American film producer (1911–1972)

Robert Adrian Scott (February 6, 1911 – December 25, 1972) was an American screenwriter and film producer. He was one of the Hollywood Ten and later blacklisted by the Hollywood movie studio bosses.

==Life and career==
===Early life===
Scott was born in Arlington, New Jersey, the son of successful Irish Catholic parents — his father worked in middle management for the New York Telephone Company. Arlington was one of the centers of the American textile industry, a key site in the history of industrial capitalism and a hotbed of radical labor agitation. Arlington is 12 miles south of Paterson, where the 1913 strike of 25,000 silk workers brought together socialists, Wobblies, and Greenwich Village intellectuals. In 1926, when Scott was 15, 20,000 textile workers in nearby Passaic, New Jersey, closed down the mills.

Scott's older brother Allan was a playwright (and later screenwriter), whose comedy Goodbye Again ran on Broadway for most of 1933.

Adrian's college yearbook in Amherst College described him: "Hat cocked back at a rakish angle, cigar in the corner of his mouth, his fingers playing nimbly over the typewriter keys, the inimitable R.A.L. Scott."

▸ RECORDS
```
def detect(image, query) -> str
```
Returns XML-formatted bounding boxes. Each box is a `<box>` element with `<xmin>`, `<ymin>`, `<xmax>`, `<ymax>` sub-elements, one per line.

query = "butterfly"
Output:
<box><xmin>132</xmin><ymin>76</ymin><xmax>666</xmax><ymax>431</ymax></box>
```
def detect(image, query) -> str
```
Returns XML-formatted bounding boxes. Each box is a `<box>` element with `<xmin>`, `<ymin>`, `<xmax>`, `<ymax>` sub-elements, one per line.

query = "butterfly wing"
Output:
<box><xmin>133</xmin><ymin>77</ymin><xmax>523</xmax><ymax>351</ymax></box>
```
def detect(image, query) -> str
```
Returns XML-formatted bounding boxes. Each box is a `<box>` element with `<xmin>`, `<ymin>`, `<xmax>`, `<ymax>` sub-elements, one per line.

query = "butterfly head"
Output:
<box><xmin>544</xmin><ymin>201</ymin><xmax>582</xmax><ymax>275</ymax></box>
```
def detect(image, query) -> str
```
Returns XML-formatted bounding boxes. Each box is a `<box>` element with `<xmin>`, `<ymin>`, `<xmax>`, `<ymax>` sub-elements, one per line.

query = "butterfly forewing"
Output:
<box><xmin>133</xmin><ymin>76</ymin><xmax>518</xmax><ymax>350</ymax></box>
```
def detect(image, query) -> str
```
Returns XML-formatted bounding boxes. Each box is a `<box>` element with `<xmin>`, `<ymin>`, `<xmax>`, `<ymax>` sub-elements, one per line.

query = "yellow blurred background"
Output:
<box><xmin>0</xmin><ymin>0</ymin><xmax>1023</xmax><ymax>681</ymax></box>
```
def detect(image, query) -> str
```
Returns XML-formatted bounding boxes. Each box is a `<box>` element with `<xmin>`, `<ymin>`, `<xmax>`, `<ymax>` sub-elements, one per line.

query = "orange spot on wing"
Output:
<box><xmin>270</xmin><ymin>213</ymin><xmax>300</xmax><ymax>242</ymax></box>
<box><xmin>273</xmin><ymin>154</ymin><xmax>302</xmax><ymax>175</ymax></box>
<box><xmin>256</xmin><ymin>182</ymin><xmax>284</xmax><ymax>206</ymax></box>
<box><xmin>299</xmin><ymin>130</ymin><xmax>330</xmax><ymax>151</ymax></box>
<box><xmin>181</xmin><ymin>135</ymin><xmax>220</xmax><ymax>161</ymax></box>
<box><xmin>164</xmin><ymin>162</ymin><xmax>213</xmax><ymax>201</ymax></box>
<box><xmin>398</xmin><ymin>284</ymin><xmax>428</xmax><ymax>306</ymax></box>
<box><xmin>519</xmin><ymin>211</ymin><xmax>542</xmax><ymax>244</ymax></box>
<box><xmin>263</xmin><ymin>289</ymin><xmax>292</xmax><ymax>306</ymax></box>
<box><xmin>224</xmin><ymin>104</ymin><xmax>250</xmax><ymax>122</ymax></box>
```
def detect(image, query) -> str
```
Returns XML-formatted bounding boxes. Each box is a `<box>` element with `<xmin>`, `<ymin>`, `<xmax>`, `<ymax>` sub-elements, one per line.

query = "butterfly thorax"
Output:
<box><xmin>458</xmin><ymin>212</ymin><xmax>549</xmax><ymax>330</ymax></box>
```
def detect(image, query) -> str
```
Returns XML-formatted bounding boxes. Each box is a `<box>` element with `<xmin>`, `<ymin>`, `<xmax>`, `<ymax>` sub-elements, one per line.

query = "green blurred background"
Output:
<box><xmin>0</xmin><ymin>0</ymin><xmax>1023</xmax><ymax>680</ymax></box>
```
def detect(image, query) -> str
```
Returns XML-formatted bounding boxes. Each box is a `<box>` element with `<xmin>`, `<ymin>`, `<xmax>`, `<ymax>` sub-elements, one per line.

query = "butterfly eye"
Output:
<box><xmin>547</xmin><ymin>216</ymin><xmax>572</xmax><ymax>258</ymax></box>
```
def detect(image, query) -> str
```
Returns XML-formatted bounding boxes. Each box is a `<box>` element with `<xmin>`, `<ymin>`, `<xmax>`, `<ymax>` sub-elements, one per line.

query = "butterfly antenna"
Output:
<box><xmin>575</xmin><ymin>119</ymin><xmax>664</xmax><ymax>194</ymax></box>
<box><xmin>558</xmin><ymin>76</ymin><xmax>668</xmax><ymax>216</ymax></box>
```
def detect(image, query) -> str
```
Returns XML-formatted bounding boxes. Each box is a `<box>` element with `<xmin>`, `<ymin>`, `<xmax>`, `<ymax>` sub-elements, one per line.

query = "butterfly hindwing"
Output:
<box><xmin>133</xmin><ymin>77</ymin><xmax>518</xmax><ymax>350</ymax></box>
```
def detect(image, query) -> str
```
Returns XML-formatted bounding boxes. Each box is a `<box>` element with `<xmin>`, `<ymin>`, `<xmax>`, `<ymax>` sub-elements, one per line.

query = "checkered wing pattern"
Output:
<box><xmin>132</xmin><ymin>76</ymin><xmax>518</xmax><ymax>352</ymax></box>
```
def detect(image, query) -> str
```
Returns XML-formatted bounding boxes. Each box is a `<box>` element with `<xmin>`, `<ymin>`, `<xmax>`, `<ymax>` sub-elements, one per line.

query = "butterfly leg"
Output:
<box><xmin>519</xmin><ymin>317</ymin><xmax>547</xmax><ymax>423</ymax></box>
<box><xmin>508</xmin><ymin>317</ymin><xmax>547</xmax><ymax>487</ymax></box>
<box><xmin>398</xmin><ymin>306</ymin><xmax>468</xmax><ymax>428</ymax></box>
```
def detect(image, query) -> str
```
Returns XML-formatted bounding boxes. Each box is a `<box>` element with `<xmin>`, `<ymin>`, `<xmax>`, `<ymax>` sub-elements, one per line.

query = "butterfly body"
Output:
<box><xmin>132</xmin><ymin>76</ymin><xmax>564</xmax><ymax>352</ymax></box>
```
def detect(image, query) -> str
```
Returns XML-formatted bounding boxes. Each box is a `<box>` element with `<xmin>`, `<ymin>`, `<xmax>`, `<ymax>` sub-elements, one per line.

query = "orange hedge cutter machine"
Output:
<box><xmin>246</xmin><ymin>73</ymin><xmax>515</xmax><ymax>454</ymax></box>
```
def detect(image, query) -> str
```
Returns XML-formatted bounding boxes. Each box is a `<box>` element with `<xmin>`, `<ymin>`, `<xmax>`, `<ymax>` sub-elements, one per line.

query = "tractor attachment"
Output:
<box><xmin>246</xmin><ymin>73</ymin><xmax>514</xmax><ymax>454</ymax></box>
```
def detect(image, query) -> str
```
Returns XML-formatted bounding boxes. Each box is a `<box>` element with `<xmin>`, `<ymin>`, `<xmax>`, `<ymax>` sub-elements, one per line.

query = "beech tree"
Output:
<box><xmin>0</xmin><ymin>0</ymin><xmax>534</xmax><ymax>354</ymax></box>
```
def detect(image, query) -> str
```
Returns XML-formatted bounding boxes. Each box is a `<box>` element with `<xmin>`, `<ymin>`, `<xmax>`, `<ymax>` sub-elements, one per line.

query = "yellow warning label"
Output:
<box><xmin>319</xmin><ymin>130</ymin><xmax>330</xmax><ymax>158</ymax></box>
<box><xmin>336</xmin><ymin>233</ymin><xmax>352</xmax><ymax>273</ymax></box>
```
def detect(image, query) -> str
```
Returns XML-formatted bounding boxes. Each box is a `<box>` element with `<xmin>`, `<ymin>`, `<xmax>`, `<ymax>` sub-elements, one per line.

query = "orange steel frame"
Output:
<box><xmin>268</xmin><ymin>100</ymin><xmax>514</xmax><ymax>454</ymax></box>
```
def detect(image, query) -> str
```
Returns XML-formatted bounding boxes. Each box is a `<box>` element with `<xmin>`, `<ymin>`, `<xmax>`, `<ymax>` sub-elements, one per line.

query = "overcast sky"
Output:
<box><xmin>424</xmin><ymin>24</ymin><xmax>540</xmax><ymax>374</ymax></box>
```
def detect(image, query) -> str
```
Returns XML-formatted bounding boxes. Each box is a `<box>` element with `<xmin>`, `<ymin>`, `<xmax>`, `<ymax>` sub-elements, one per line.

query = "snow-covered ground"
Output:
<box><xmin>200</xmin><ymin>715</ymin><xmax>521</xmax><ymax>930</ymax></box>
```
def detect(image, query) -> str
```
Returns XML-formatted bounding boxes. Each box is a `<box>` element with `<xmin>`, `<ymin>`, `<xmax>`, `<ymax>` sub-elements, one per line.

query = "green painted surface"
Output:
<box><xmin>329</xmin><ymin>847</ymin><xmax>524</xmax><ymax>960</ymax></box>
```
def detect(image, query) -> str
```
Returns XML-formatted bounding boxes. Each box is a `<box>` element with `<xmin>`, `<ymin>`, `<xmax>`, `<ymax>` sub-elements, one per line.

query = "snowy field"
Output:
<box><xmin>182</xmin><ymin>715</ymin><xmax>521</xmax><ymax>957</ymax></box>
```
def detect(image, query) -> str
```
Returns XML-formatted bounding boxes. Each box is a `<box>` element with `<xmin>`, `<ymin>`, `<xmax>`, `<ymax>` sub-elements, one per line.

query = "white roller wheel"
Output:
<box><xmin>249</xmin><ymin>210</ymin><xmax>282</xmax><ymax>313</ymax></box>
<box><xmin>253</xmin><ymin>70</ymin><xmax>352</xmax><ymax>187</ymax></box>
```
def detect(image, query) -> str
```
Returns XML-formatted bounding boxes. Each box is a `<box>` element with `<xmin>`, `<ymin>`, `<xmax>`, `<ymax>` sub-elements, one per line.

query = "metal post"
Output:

▸ TRY IT
Please answer these from the excerpt on Robert Adrian Scott:
(a) On what date was Scott born?
(b) What company employed Scott's father?
(c) What was the title of his brother Allan's Broadway comedy?

▸ SOLUTION FOR THIS TASK
(a) February 6, 1911
(b) The New York Telephone Company
(c) Goodbye Again